RECORDS FOR PROCESSING:
§

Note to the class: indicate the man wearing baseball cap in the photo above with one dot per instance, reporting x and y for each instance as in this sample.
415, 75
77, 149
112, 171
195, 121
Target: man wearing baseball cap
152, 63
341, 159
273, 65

§

TASK OBJECTIVE: Update these lines so that every "baseball cap" becomes "knit beanie", with nothing else altered.

FULL OUTPUT:
Note to the class: indicate the man wearing knit beanie in the photo above with one dot per instance, reporting x and y for each instance as in this sample.
415, 75
77, 149
112, 171
195, 121
Target: man wearing knit beanie
152, 63
341, 159
273, 65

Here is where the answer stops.